**Stored entries**
......

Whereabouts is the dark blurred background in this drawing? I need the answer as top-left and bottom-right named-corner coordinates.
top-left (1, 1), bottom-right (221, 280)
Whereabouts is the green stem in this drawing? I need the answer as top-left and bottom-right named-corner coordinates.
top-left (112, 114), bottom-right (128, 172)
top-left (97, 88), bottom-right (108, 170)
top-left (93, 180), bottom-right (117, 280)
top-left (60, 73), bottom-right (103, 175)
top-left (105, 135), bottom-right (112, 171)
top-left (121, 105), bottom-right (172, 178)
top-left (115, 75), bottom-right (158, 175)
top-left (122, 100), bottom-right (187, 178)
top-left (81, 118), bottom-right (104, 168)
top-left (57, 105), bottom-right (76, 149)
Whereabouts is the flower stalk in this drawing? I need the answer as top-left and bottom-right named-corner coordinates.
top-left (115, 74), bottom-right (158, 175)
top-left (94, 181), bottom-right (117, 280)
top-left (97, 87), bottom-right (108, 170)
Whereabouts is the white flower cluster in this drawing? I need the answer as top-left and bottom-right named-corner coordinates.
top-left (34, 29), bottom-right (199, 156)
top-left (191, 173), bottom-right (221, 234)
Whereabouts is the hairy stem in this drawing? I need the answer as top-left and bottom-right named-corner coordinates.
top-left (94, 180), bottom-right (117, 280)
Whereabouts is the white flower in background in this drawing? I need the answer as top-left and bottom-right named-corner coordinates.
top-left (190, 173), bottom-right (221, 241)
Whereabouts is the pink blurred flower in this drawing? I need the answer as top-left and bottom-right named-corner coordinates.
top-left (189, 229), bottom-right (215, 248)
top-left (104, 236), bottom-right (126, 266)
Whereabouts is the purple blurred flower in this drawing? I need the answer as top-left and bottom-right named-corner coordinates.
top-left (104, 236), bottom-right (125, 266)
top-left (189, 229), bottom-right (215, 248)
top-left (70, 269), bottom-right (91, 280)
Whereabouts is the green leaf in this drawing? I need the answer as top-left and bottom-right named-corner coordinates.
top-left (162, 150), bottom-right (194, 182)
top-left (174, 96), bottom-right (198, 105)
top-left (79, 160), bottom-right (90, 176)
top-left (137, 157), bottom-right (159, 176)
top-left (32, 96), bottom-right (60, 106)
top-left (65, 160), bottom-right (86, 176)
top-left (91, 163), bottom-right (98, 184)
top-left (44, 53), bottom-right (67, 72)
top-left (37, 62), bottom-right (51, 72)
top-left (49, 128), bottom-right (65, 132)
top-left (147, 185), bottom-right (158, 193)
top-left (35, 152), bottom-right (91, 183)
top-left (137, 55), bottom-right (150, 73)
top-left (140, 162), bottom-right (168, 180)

......

Your task is to reproduce the records in full, without any alteration.

Whereabouts is the dark blurred background in this drawing? I need the answer as top-left and bottom-right named-corner coordinates.
top-left (1, 1), bottom-right (221, 280)
Whereabouts is the green stem in this drawing? I need the answer as top-left and bottom-right named-corner coordinates.
top-left (112, 114), bottom-right (128, 172)
top-left (97, 88), bottom-right (108, 170)
top-left (93, 180), bottom-right (117, 280)
top-left (60, 73), bottom-right (103, 175)
top-left (105, 135), bottom-right (112, 171)
top-left (121, 105), bottom-right (172, 178)
top-left (115, 75), bottom-right (158, 175)
top-left (122, 100), bottom-right (187, 178)
top-left (81, 118), bottom-right (104, 168)
top-left (57, 105), bottom-right (76, 149)
Whereabouts is the flower stalk in this drawing? I need the answer as top-left and bottom-right named-corner coordinates.
top-left (115, 74), bottom-right (158, 175)
top-left (94, 181), bottom-right (117, 280)
top-left (97, 87), bottom-right (108, 170)
Whereabouts is the white flower cluster in this drawing? I need the answer as top-left and bottom-right named-corner coordinates.
top-left (34, 29), bottom-right (199, 156)
top-left (191, 173), bottom-right (221, 234)
Whereabouts is the hairy stem in this drawing? I need the answer as top-left and bottom-right named-corner coordinates.
top-left (94, 180), bottom-right (117, 280)
Whereabouts is the white flower in background in this drawing? I need the answer as top-left and bottom-right named-corner coordinates.
top-left (190, 173), bottom-right (221, 241)
Whereabouts is the pink blurred flower in this drawing? I need the answer as top-left and bottom-right named-corner coordinates.
top-left (189, 229), bottom-right (215, 248)
top-left (104, 236), bottom-right (126, 266)
Whereabouts is the purple blurred flower in this drawing? I need the answer as top-left and bottom-right named-corner coordinates.
top-left (104, 236), bottom-right (125, 266)
top-left (189, 229), bottom-right (215, 248)
top-left (70, 269), bottom-right (91, 280)
Whereabouts is the green leaf in this drawing? I need the answer as top-left and bottom-right named-corner coordinates.
top-left (162, 150), bottom-right (194, 182)
top-left (174, 96), bottom-right (198, 105)
top-left (79, 160), bottom-right (90, 176)
top-left (137, 157), bottom-right (159, 176)
top-left (32, 96), bottom-right (60, 106)
top-left (65, 160), bottom-right (86, 176)
top-left (91, 163), bottom-right (98, 184)
top-left (44, 53), bottom-right (67, 72)
top-left (37, 62), bottom-right (51, 72)
top-left (49, 128), bottom-right (65, 132)
top-left (147, 185), bottom-right (158, 193)
top-left (35, 152), bottom-right (91, 183)
top-left (137, 55), bottom-right (150, 73)
top-left (140, 162), bottom-right (168, 180)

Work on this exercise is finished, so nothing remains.